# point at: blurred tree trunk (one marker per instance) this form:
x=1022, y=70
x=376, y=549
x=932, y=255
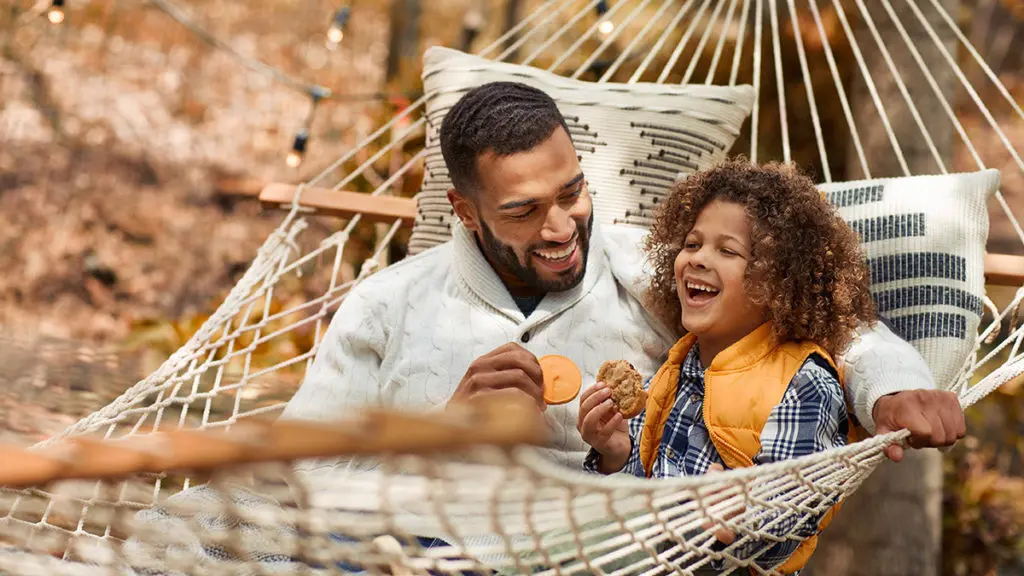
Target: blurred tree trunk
x=512, y=15
x=403, y=47
x=892, y=526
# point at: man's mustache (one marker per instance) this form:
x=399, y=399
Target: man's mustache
x=546, y=245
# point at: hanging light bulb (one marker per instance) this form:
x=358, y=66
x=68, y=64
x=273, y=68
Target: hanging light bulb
x=55, y=13
x=298, y=149
x=337, y=31
x=606, y=27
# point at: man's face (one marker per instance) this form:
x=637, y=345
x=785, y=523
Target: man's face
x=532, y=216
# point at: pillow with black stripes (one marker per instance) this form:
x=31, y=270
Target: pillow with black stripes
x=633, y=139
x=925, y=241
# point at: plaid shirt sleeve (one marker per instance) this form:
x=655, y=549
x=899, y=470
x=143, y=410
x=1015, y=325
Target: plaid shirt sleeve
x=812, y=417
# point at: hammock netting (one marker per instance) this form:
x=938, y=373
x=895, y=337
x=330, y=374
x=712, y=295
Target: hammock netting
x=689, y=87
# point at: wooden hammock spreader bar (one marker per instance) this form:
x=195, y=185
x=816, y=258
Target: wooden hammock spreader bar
x=503, y=420
x=343, y=204
x=1004, y=270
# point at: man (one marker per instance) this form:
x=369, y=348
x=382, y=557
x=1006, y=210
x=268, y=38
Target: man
x=527, y=273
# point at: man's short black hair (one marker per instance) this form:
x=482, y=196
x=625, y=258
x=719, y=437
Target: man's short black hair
x=503, y=117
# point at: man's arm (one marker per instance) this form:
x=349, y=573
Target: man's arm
x=891, y=387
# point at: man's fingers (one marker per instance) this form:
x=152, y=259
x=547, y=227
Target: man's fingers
x=514, y=378
x=955, y=425
x=511, y=360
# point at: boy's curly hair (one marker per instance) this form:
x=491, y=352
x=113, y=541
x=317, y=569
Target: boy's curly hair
x=806, y=264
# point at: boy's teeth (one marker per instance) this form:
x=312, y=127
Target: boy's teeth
x=694, y=286
x=555, y=254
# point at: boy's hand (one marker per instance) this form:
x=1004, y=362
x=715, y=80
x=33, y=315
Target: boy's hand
x=603, y=427
x=934, y=418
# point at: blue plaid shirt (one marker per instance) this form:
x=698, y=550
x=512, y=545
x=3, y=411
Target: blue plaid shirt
x=811, y=417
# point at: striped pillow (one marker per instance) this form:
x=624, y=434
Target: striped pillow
x=925, y=241
x=633, y=139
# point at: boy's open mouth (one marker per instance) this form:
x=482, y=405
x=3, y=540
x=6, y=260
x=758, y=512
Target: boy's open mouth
x=699, y=292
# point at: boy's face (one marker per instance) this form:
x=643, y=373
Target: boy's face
x=710, y=273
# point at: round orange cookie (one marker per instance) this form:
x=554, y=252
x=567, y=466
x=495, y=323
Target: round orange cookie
x=561, y=378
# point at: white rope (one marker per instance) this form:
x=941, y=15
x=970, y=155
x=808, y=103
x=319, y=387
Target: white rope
x=615, y=33
x=709, y=28
x=818, y=136
x=901, y=86
x=627, y=52
x=776, y=43
x=977, y=57
x=756, y=113
x=656, y=48
x=740, y=35
x=561, y=32
x=981, y=107
x=669, y=66
x=869, y=83
x=844, y=101
x=713, y=68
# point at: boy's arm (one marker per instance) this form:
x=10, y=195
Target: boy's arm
x=880, y=363
x=891, y=387
x=811, y=417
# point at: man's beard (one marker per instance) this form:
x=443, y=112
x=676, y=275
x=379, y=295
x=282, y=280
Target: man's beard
x=503, y=256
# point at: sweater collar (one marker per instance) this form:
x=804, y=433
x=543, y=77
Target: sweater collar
x=476, y=272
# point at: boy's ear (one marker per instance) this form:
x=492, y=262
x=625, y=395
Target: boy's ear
x=465, y=209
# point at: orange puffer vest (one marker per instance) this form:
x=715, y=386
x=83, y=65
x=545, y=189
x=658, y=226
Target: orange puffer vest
x=742, y=385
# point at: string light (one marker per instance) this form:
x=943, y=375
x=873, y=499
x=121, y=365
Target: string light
x=336, y=33
x=606, y=27
x=298, y=149
x=316, y=93
x=55, y=13
x=471, y=25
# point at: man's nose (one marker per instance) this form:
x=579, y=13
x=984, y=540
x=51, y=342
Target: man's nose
x=558, y=227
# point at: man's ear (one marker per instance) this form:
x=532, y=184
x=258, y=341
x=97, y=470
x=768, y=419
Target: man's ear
x=465, y=209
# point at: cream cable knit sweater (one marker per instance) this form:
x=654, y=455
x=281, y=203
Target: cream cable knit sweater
x=406, y=335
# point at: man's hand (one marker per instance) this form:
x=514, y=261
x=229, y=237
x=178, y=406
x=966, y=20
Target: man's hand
x=933, y=417
x=602, y=426
x=509, y=366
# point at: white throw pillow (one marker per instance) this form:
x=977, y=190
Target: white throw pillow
x=633, y=139
x=925, y=241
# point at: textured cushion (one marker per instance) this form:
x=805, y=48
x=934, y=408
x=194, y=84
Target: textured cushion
x=925, y=241
x=633, y=139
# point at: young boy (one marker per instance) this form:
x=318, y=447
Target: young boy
x=766, y=282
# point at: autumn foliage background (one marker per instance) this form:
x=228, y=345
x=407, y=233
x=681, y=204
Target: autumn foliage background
x=127, y=144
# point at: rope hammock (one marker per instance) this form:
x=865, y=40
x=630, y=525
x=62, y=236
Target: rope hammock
x=471, y=492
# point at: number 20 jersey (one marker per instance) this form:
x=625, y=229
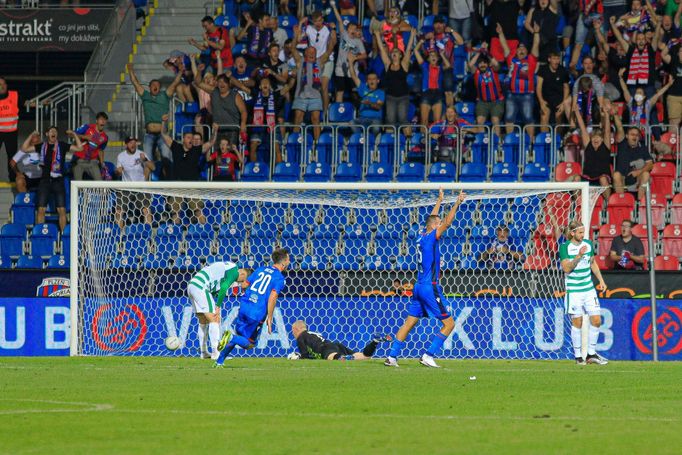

##########

Put every line above into a Markdown table with the columns Row and Text, giving each line its row number and skipping blank lines. Leave the pictures out of the table.

Exercise solution:
| Row | Text |
|---|---|
| 1 | # point at: blurred tree trunk (one marker per instance) this form: |
| 2 | x=1022, y=70 |
| 3 | x=376, y=549 |
| 4 | x=932, y=255 |
| 5 | Target: blurred tree trunk |
| 6 | x=512, y=15 |
| 7 | x=403, y=47 |
| 8 | x=892, y=526 |
| 9 | # point at: man's mustache (one marker per instance) this form: |
| 10 | x=399, y=399 |
| 11 | Target: man's mustache |
| 12 | x=546, y=245 |
| 13 | # point at: hanging light bulb (one marker per instance) this form: |
| 14 | x=358, y=66 |
| 15 | x=68, y=64 |
| 16 | x=273, y=68 |
| 17 | Target: hanging light bulb |
| 18 | x=55, y=13 |
| 19 | x=298, y=149 |
| 20 | x=337, y=31 |
| 21 | x=606, y=27 |
| 22 | # point at: man's face (one marker per instance) this form: |
| 23 | x=637, y=345 |
| 24 | x=785, y=523 |
| 25 | Target: man's face |
| 26 | x=532, y=216 |
| 27 | # point at: pillow with black stripes (one marker per instance) this form: |
| 28 | x=31, y=270 |
| 29 | Target: pillow with black stripes |
| 30 | x=633, y=139 |
| 31 | x=925, y=241 |
| 32 | # point at: plaid shirt sleeve (one marker per instance) this form: |
| 33 | x=655, y=549 |
| 34 | x=899, y=470 |
| 35 | x=143, y=410 |
| 36 | x=1015, y=325 |
| 37 | Target: plaid shirt sleeve |
| 38 | x=812, y=417 |
| 39 | # point at: hammock netting (one marker per instance) this form: |
| 40 | x=938, y=373 |
| 41 | x=895, y=337 |
| 42 | x=330, y=374 |
| 43 | x=712, y=295 |
| 44 | Target: hammock netting |
| 45 | x=689, y=87 |
| 46 | # point at: wooden hammock spreader bar (one marker per instance) this form: |
| 47 | x=195, y=185 |
| 48 | x=816, y=258 |
| 49 | Target: wooden hammock spreader bar |
| 50 | x=503, y=420 |
| 51 | x=343, y=204 |
| 52 | x=1004, y=270 |
| 53 | # point at: man (one marker per instance) this form: |
| 54 | x=369, y=348 |
| 55 | x=382, y=557 |
| 56 | x=1006, y=210 |
| 57 | x=268, y=38 |
| 58 | Target: man |
| 59 | x=527, y=273 |
| 60 | # point at: man's short black hair (one marker per instance) this form: |
| 61 | x=482, y=196 |
| 62 | x=625, y=258 |
| 63 | x=719, y=437 |
| 64 | Target: man's short black hair |
| 65 | x=503, y=117 |
| 66 | # point at: man's arm (one marker per instance) this form: |
| 67 | x=349, y=573 |
| 68 | Target: man's arm |
| 69 | x=891, y=387 |
| 70 | # point at: man's fingers (one marker per instance) this form: |
| 71 | x=152, y=259 |
| 72 | x=547, y=227 |
| 73 | Target: man's fingers |
| 74 | x=514, y=378 |
| 75 | x=955, y=425 |
| 76 | x=511, y=360 |
| 77 | # point at: boy's curly hair (one marker per instance) this form: |
| 78 | x=491, y=352 |
| 79 | x=113, y=541 |
| 80 | x=317, y=569 |
| 81 | Target: boy's curly hair |
| 82 | x=806, y=264 |
| 83 | # point at: boy's teeth (one marker per instance) this form: |
| 84 | x=312, y=127 |
| 85 | Target: boy's teeth |
| 86 | x=694, y=286 |
| 87 | x=555, y=254 |
| 88 | # point at: boy's hand (one marker per instance) this form: |
| 89 | x=1004, y=362 |
| 90 | x=715, y=80 |
| 91 | x=33, y=315 |
| 92 | Target: boy's hand |
| 93 | x=603, y=427 |
| 94 | x=934, y=418 |
| 95 | # point at: blue plaid shirt (one marker per instance) this form: |
| 96 | x=698, y=550 |
| 97 | x=512, y=545 |
| 98 | x=3, y=411 |
| 99 | Target: blue plaid shirt |
| 100 | x=811, y=417 |
| 101 | # point at: striped pillow (one marker per instance) this form: |
| 102 | x=624, y=434 |
| 103 | Target: striped pillow |
| 104 | x=925, y=241 |
| 105 | x=633, y=139 |
| 106 | # point at: boy's open mouth (one marker per instance) this form: |
| 107 | x=482, y=405 |
| 108 | x=3, y=540 |
| 109 | x=6, y=260 |
| 110 | x=758, y=512 |
| 111 | Target: boy's open mouth |
| 112 | x=699, y=292 |
| 113 | # point at: boy's face (one marker per instance) this form: |
| 114 | x=643, y=373 |
| 115 | Target: boy's face |
| 116 | x=710, y=273 |
| 117 | # point at: round orange cookie (one marker per instance) this form: |
| 118 | x=554, y=252 |
| 119 | x=567, y=466 |
| 120 | x=495, y=323 |
| 121 | Target: round orange cookie |
| 122 | x=561, y=378 |
| 123 | # point at: white rope (one marker per instance) this form: |
| 124 | x=941, y=15 |
| 125 | x=970, y=155 |
| 126 | x=808, y=103 |
| 127 | x=319, y=387 |
| 128 | Target: white rope |
| 129 | x=615, y=33 |
| 130 | x=709, y=28 |
| 131 | x=818, y=136 |
| 132 | x=901, y=86 |
| 133 | x=627, y=52 |
| 134 | x=776, y=43 |
| 135 | x=977, y=57 |
| 136 | x=756, y=113 |
| 137 | x=656, y=48 |
| 138 | x=740, y=35 |
| 139 | x=561, y=32 |
| 140 | x=981, y=107 |
| 141 | x=669, y=66 |
| 142 | x=869, y=83 |
| 143 | x=844, y=101 |
| 144 | x=713, y=68 |
| 145 | # point at: boy's arm (one marker per instance) this form: |
| 146 | x=10, y=195 |
| 147 | Target: boy's arm |
| 148 | x=880, y=363 |
| 149 | x=891, y=387 |
| 150 | x=811, y=417 |
| 151 | # point at: man's beard (one marker per instance) this form: |
| 152 | x=443, y=112 |
| 153 | x=676, y=275 |
| 154 | x=379, y=295 |
| 155 | x=282, y=280 |
| 156 | Target: man's beard |
| 157 | x=503, y=256 |
| 158 | # point at: sweater collar (one marker per instance) this form: |
| 159 | x=804, y=433 |
| 160 | x=543, y=77 |
| 161 | Target: sweater collar |
| 162 | x=476, y=272 |
| 163 | # point at: boy's ear (one marker per instance) this form: |
| 164 | x=492, y=262 |
| 165 | x=625, y=395 |
| 166 | Target: boy's ear |
| 167 | x=465, y=209 |
| 168 | # point at: orange puffer vest (one marker per instance) this form: |
| 169 | x=715, y=386 |
| 170 | x=83, y=65 |
| 171 | x=545, y=189 |
| 172 | x=658, y=226 |
| 173 | Target: orange puffer vest |
| 174 | x=742, y=385 |
| 175 | # point at: string light (one marker per instance) this form: |
| 176 | x=943, y=375 |
| 177 | x=873, y=499 |
| 178 | x=121, y=365 |
| 179 | Target: string light |
| 180 | x=336, y=33 |
| 181 | x=606, y=27 |
| 182 | x=298, y=149 |
| 183 | x=316, y=93 |
| 184 | x=55, y=13 |
| 185 | x=471, y=25 |
| 186 | # point at: man's nose (one marker per instance) this form: |
| 187 | x=579, y=13 |
| 188 | x=984, y=540 |
| 189 | x=51, y=342 |
| 190 | Target: man's nose |
| 191 | x=558, y=227 |
| 192 | # point at: man's ear (one marker per instance) this form: |
| 193 | x=532, y=184 |
| 194 | x=258, y=341 |
| 195 | x=97, y=470 |
| 196 | x=768, y=419 |
| 197 | Target: man's ear |
| 198 | x=465, y=209 |
| 199 | # point at: cream cable knit sweater (one marker per instance) this form: |
| 200 | x=654, y=455 |
| 201 | x=281, y=203 |
| 202 | Target: cream cable knit sweater |
| 203 | x=406, y=335 |
| 204 | # point at: man's hand (one marker per instance) this form: |
| 205 | x=514, y=261 |
| 206 | x=229, y=237 |
| 207 | x=178, y=406 |
| 208 | x=966, y=20 |
| 209 | Target: man's hand |
| 210 | x=933, y=417 |
| 211 | x=602, y=426 |
| 212 | x=509, y=366 |
| 213 | # point at: white throw pillow (one marker per instance) this form: |
| 214 | x=977, y=190 |
| 215 | Target: white throw pillow |
| 216 | x=633, y=139 |
| 217 | x=925, y=241 |
| 218 | # point at: textured cushion (one marker per instance) this form: |
| 219 | x=805, y=48 |
| 220 | x=934, y=408 |
| 221 | x=194, y=84 |
| 222 | Target: textured cushion |
| 223 | x=925, y=241 |
| 224 | x=633, y=139 |
| 225 | # point at: young boy (one marker per instance) this form: |
| 226 | x=318, y=447 |
| 227 | Target: young boy |
| 228 | x=766, y=282 |
| 229 | # point at: autumn foliage background (one marker per instance) this form: |
| 230 | x=228, y=345 |
| 231 | x=407, y=233 |
| 232 | x=681, y=204 |
| 233 | Target: autumn foliage background |
| 234 | x=127, y=144 |
| 235 | # point at: rope hammock (one marker per instance) this form: |
| 236 | x=865, y=40 |
| 237 | x=630, y=525 |
| 238 | x=62, y=236 |
| 239 | Target: rope hammock |
| 240 | x=471, y=492 |
| 241 | # point at: number 20 jersey (one marker per instance) this form: |
| 242 | x=625, y=229 |